Often, when I talk to clients, I find out that most of them still live in the world of long charts and tables. As if a true report should be very detailed, very extensive and covers large areas of the subject.

My approach, which I offer, is slightly different. If we would like to craft an insightful dashboard, it’s good to follow several rules:

1. Select information, which is relevant and depicts the business condition.

2. Design indicators that will change daily and alarming colour coding can be easily applied.

3. Keep it simple. Don’t overload it.

4. The rest of the information is saved for sub-pages.

We aiming in designing a tool, which helps to make a data-driven decision for business decision-makers. Very often, they just have a blink of an eye to see a complex situation.

Let’s check an example. Let’s imagine that you are the Sales Director. What information you would like to check sipping morning coffee?

On below two approaches, we present exactly the same information:

– current sales,

– change over time,

– budget,

– trend.

However, the difference is huge when we take into account the speed of digesting the information, the making sense of it, and perhaps actions, which we are going to take.

Analytical approach

The analytical approach doesn’t provide quick insights. Some time must be involved to understand what a graph presents, then find out the number for current year sales, then to compare bars, then to estimate how large gap is between current and last year sales and budget.

KPI approach

On the KPI approach (Key Performance Indicators) desirable information is presented at glance. KPIs are selected to tell a story and facilitate to understand the situation. No additional effort is needed. You as the Sales Director can easily conclude and act. You just see it.

* **Tasks and exercises**
a: Copy everything in the passage on dashboard design from "2. Design indicators" down to "saved for sub-pages.".
b: In the passage on dashboard design, what pieces of information do both approaches present?
The data after this passage on dashboard design is separate material.

* **Data provided**
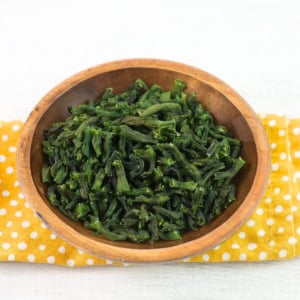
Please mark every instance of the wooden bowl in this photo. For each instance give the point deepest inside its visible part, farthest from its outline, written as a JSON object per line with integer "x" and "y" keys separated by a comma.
{"x": 227, "y": 107}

* **Answers by item**
a:
2. Design indicators that will change daily and alarming colour coding can be easily applied.

3. Keep it simple. Don’t overload it.

4. The rest of the information is saved for sub-pages.

b: Current sales, change over time, budget, and trend.